* **Work to be completed**: The answer must be one number: how many lines below contain the word "bulb".

* **Input for this task**:
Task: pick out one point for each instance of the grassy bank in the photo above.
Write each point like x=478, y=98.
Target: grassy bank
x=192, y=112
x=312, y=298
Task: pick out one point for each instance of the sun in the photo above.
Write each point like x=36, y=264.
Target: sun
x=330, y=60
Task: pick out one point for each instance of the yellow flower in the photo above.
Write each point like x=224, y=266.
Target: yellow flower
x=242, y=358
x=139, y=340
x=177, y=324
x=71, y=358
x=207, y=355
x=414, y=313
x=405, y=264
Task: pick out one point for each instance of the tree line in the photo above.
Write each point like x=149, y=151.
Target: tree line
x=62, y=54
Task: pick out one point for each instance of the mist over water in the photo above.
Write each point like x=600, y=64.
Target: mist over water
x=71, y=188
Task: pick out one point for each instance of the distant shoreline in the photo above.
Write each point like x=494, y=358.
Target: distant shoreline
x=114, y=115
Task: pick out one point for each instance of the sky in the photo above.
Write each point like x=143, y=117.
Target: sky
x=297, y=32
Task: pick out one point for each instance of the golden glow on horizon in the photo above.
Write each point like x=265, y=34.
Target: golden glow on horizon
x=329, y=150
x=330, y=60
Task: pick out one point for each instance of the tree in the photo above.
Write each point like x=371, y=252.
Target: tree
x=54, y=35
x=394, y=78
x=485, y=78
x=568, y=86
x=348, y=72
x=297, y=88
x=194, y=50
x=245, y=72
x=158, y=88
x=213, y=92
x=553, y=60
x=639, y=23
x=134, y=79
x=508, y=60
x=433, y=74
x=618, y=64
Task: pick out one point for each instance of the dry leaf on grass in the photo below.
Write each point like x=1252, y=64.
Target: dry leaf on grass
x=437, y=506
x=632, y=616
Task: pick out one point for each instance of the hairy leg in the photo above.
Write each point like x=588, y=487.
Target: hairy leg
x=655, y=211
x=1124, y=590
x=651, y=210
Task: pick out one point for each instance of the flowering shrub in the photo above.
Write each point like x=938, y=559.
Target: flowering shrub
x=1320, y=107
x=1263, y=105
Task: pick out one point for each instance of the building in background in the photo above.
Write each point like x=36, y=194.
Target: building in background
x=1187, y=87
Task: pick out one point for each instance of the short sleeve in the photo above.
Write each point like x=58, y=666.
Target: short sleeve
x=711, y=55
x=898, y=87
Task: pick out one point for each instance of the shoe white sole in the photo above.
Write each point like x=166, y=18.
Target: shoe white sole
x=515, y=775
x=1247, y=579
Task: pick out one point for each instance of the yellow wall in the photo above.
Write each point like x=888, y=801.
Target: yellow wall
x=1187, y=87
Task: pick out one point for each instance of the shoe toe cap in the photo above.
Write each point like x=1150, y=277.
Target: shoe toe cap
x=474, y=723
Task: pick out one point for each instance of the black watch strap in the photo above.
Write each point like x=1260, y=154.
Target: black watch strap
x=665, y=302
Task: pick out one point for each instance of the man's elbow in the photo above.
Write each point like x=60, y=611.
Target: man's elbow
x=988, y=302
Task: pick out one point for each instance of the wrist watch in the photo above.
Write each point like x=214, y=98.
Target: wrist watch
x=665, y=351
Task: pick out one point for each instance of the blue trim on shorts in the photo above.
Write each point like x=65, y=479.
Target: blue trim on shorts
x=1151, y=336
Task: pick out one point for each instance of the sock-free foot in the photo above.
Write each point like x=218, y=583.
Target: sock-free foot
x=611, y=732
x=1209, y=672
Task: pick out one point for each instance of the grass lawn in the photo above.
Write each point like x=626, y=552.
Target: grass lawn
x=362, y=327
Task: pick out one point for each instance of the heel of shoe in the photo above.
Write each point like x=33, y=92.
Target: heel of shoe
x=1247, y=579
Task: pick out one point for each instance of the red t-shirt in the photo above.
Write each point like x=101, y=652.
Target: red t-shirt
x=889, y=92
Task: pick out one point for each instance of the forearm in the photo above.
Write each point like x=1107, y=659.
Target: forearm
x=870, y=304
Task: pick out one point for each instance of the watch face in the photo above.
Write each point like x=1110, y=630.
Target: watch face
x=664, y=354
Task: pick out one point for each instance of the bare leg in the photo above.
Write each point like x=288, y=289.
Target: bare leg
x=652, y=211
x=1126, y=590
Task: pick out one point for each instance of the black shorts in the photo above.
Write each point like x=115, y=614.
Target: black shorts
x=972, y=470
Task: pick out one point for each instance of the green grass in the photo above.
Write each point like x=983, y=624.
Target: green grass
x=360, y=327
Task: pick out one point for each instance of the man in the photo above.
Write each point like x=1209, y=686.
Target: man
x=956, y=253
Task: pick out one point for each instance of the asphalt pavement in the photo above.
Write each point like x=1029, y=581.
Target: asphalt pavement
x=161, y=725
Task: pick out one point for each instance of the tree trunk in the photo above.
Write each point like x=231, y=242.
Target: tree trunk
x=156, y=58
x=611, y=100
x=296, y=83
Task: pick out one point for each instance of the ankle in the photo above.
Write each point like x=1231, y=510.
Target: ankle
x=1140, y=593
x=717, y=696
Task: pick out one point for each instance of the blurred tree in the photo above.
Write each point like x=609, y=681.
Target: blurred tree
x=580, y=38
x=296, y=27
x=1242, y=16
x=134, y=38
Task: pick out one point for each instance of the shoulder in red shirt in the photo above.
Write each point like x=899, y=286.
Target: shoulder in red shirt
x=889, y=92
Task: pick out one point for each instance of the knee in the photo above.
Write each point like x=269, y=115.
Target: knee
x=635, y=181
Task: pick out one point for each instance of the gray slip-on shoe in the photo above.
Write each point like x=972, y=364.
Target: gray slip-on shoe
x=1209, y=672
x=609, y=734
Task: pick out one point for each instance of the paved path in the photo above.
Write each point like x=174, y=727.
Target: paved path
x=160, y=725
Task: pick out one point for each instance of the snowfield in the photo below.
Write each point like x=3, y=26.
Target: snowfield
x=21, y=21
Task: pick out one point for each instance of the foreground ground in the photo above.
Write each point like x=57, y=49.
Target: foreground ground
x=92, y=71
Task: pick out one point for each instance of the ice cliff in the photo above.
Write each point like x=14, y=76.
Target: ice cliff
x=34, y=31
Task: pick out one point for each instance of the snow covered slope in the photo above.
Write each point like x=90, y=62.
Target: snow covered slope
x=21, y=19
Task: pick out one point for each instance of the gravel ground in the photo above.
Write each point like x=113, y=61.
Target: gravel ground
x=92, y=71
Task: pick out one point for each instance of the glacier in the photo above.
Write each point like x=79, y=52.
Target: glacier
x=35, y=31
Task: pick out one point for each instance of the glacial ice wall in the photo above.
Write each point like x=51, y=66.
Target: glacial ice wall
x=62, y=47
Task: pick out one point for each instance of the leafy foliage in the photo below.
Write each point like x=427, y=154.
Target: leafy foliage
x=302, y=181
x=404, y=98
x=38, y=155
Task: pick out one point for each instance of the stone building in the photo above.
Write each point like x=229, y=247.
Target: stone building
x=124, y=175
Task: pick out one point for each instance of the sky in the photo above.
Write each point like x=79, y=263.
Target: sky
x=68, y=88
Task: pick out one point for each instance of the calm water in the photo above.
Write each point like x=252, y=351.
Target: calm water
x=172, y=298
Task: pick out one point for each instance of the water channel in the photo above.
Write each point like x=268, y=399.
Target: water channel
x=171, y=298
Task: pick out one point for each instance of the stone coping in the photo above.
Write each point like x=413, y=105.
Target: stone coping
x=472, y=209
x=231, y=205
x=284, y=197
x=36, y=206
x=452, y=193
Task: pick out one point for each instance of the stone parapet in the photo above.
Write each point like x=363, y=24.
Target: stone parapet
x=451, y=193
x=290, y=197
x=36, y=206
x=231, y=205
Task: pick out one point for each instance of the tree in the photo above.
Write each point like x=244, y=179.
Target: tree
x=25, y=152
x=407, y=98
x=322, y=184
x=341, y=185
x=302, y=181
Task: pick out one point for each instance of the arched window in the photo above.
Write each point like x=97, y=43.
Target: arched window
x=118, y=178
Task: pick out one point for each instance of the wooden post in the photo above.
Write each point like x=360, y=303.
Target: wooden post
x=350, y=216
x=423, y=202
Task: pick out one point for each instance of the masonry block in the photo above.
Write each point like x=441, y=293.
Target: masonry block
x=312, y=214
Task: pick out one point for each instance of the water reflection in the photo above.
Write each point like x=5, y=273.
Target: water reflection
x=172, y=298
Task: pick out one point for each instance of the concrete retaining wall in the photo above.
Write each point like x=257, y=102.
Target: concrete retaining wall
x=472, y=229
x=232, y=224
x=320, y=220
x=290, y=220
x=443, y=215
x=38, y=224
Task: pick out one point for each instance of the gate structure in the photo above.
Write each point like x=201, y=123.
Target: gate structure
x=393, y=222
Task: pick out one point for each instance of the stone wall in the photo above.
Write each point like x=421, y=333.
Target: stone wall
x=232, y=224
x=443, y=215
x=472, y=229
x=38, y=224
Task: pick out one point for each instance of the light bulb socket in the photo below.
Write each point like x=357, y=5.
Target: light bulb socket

* **Answer for this exercise**: 2